### WHAT YOU HAVE TO DO
Repeat everything from the first of the lines below down to the line containing "[(93, 185), (341, 61)]", both included, and leave out the pictures.

### SOURCE RECORDS
####
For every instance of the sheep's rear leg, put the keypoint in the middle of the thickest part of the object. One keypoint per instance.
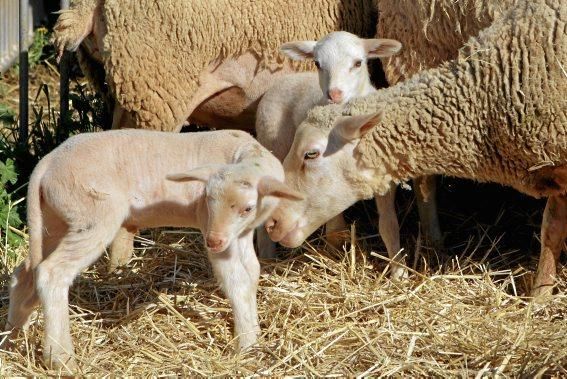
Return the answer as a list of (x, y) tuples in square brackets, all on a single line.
[(553, 235), (238, 271), (77, 250), (122, 248), (425, 192), (389, 229)]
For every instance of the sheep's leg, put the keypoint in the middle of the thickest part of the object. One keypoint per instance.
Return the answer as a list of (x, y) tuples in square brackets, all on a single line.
[(23, 293), (238, 271), (390, 232), (266, 247), (553, 234), (425, 190), (121, 249), (334, 229), (77, 250)]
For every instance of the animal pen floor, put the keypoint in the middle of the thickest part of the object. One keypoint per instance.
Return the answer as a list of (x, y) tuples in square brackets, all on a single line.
[(326, 312)]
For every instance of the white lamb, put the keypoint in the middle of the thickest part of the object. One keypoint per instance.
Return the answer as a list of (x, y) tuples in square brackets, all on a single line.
[(93, 185), (341, 61)]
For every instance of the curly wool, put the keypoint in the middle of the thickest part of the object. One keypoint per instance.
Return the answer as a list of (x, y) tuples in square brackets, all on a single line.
[(155, 51), (497, 113), (431, 31)]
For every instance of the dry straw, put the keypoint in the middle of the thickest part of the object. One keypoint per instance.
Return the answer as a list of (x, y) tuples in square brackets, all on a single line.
[(323, 312)]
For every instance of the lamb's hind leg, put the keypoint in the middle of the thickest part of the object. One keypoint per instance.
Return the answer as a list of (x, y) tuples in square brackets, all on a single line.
[(23, 294), (122, 248), (78, 249), (553, 235)]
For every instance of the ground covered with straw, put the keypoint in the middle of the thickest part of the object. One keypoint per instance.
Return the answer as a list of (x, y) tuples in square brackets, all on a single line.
[(323, 312)]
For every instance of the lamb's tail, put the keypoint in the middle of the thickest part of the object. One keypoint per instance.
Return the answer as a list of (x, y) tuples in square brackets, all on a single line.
[(74, 25), (35, 216)]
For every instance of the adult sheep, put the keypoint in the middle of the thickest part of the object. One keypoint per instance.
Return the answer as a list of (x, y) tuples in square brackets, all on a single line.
[(497, 113), (207, 61), (432, 32)]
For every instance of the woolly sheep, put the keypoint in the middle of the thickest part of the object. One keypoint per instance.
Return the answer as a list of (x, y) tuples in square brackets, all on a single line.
[(432, 32), (497, 113), (169, 60), (341, 59), (214, 181)]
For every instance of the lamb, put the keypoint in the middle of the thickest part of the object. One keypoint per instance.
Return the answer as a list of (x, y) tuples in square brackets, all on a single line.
[(341, 59), (214, 181), (211, 63), (210, 66), (432, 32), (496, 113)]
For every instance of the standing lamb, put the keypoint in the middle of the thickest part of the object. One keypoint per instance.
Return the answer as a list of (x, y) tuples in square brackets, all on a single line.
[(213, 181), (171, 60), (432, 32), (497, 113), (341, 60)]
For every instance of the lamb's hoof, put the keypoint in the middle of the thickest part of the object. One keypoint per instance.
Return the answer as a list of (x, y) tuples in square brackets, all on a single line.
[(399, 274), (542, 294), (247, 340), (61, 362)]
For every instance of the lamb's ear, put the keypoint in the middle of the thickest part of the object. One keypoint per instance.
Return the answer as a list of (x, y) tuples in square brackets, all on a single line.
[(353, 127), (298, 50), (270, 186), (201, 174), (380, 47)]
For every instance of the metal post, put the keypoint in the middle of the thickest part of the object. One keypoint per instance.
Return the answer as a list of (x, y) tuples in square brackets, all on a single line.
[(23, 47), (64, 80)]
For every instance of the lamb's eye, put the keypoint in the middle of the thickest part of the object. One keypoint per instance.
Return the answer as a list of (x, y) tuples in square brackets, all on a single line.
[(311, 154), (246, 210)]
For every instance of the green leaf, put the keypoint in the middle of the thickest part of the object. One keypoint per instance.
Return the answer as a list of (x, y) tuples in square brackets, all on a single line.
[(8, 172)]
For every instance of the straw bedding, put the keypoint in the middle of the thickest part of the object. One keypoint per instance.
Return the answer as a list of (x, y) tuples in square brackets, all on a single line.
[(322, 312)]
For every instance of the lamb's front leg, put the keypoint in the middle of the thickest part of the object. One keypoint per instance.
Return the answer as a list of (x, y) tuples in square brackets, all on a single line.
[(389, 229), (238, 272), (426, 198)]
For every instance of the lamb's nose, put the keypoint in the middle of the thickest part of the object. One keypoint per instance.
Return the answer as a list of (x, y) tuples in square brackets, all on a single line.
[(271, 224), (335, 95), (215, 242)]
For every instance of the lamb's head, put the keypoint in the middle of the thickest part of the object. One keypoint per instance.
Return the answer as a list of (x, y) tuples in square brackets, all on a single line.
[(323, 166), (341, 59), (239, 198)]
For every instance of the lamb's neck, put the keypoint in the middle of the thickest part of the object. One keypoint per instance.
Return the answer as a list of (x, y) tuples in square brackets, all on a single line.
[(427, 128)]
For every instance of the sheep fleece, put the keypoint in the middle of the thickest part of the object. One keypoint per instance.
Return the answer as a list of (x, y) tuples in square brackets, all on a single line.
[(497, 113), (154, 51)]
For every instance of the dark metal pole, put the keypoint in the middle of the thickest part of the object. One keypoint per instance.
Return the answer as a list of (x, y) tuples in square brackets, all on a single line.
[(23, 47), (64, 80)]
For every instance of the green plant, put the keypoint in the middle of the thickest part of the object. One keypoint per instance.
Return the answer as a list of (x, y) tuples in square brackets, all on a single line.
[(9, 217)]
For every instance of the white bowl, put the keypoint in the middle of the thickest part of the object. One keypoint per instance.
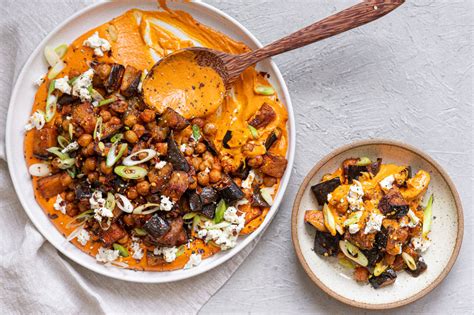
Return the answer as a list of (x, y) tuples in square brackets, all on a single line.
[(446, 233), (22, 100)]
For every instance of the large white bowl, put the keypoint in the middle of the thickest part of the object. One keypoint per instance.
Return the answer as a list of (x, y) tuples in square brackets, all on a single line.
[(22, 100)]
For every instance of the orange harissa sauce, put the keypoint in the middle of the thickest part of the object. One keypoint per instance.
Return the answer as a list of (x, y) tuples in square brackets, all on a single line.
[(138, 39)]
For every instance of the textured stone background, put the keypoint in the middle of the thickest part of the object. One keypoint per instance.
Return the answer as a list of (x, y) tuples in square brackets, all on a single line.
[(406, 77)]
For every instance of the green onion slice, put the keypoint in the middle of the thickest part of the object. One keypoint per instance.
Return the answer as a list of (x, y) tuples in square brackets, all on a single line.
[(122, 250), (130, 172)]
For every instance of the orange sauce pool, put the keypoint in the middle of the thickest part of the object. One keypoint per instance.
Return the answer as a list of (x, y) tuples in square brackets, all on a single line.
[(138, 39)]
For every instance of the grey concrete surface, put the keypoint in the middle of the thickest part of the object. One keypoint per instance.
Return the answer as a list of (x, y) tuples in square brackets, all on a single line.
[(406, 77)]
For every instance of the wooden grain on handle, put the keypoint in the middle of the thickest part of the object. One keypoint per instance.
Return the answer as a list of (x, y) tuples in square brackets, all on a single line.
[(340, 22)]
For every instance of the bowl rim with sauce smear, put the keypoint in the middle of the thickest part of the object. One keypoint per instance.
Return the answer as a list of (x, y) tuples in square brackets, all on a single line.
[(300, 235), (20, 109)]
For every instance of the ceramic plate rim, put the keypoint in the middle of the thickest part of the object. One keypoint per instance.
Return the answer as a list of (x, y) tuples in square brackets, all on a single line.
[(420, 154), (153, 277)]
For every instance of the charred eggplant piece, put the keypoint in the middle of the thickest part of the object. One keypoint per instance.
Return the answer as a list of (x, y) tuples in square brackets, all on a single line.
[(226, 139), (386, 278), (114, 80), (229, 190), (421, 266), (392, 204), (175, 156), (325, 244), (322, 190), (208, 195), (156, 226)]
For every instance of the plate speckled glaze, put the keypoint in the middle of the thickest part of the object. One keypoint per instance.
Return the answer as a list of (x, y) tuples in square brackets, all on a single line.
[(20, 109), (446, 234)]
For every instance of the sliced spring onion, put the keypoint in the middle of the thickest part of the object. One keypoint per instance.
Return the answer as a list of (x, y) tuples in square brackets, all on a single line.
[(221, 208), (428, 217), (409, 261), (128, 161), (253, 131), (123, 203), (107, 101), (56, 69), (60, 50), (139, 209), (140, 231), (363, 161), (116, 138), (98, 129), (380, 267), (353, 253), (122, 250), (264, 90), (51, 56), (57, 151), (329, 220), (39, 169), (196, 133), (63, 142)]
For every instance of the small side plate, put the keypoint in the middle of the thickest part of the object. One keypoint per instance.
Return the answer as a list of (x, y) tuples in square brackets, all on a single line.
[(446, 234)]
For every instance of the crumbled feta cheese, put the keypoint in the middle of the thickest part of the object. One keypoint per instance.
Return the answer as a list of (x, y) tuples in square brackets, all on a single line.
[(81, 85), (36, 120), (354, 228), (160, 165), (83, 237), (166, 204), (100, 45), (106, 255), (354, 197), (73, 146), (60, 204), (168, 253), (387, 182), (137, 251), (194, 260), (247, 183), (62, 85), (374, 223)]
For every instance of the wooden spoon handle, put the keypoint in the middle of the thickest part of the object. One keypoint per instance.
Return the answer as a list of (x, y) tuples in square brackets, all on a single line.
[(357, 15)]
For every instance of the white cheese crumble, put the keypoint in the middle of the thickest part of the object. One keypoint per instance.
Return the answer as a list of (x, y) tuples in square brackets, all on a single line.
[(106, 255), (83, 237), (60, 204), (100, 45), (354, 228), (62, 85), (160, 165), (247, 183), (36, 120), (374, 223), (194, 260), (81, 85), (354, 197), (387, 182), (168, 253)]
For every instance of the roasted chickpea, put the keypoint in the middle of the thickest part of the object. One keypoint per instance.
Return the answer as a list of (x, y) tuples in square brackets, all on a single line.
[(131, 136), (210, 129), (200, 148), (215, 176), (148, 115), (66, 180), (132, 193), (106, 115), (90, 164), (130, 120), (84, 140), (203, 178), (143, 188)]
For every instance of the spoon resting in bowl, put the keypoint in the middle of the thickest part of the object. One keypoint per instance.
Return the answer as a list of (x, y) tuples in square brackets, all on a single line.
[(194, 81)]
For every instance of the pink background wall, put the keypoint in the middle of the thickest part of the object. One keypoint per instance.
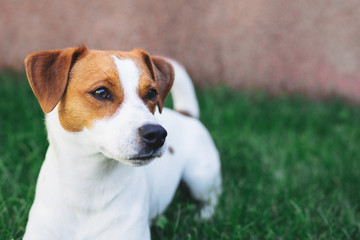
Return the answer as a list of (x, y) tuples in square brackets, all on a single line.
[(293, 46)]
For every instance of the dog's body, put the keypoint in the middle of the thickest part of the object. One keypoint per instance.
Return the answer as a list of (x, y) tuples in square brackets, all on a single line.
[(88, 187)]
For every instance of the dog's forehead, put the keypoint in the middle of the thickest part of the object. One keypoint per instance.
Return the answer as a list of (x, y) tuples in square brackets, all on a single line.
[(112, 64)]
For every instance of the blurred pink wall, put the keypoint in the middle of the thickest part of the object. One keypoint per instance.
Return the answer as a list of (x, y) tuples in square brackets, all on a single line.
[(304, 46)]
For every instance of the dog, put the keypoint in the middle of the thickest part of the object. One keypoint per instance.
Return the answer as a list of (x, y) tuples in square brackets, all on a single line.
[(116, 155)]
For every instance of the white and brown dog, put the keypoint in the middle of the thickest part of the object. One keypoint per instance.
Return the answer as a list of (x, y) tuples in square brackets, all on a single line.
[(102, 126)]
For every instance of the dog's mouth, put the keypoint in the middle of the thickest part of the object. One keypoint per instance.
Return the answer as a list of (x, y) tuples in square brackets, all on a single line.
[(143, 159)]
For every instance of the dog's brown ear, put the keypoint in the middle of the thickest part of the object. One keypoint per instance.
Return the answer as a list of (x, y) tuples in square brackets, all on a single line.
[(164, 77), (48, 73)]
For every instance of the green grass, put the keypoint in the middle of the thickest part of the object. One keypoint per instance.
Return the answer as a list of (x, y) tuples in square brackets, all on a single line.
[(290, 166)]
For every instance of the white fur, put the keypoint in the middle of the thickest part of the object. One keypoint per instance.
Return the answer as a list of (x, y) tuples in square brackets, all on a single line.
[(183, 92), (86, 188)]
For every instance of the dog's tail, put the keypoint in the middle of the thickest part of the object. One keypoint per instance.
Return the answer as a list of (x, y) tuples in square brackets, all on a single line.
[(183, 92)]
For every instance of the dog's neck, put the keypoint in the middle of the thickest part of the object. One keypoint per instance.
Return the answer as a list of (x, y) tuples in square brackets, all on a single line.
[(82, 170)]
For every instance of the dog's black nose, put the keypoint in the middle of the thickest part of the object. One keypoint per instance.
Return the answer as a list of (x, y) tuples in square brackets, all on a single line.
[(153, 135)]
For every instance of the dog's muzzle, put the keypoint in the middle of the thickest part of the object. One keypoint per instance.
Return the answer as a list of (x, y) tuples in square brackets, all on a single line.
[(153, 136)]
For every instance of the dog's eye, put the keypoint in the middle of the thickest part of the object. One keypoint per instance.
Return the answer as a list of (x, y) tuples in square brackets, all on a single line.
[(152, 94), (102, 94)]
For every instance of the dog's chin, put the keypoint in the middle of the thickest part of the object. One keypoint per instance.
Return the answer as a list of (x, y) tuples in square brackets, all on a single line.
[(136, 160), (142, 159)]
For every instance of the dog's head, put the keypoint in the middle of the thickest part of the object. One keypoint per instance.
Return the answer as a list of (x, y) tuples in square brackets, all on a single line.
[(107, 96)]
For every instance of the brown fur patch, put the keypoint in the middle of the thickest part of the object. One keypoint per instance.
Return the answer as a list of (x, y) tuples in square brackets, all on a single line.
####
### EXPECTED OUTPUT
For every instance of the sheep's rear leg, put the keypoint in the middle of the thickest part of the object. One keypoint per instance.
Return the answer as a list of (x, y) tuples in square brackets, all on a single line.
[(553, 235), (238, 271), (77, 250), (122, 248), (425, 192), (389, 229)]
For every instance of the sheep's leg, put the keypoint in the middle of the thickest part of the object. One keypoint per instance.
Return the answer as a list of (x, y) tuples in square brackets, all on a single line.
[(23, 293), (238, 271), (390, 232), (266, 247), (553, 234), (425, 190), (121, 249), (334, 229), (77, 250)]
For every instance of the animal pen floor, put the keypoint in the middle of the thickest part of the object. One keypoint per instance.
Return the answer as a list of (x, y) tuples in square brackets, all on a single line.
[(326, 312)]
For every instance of the white lamb, put the keypoint in the middle of the thickest part of the object. One keypoint per instance.
Return the answer as a list of (x, y) tuples in square brackets, all on a single line.
[(93, 185), (341, 61)]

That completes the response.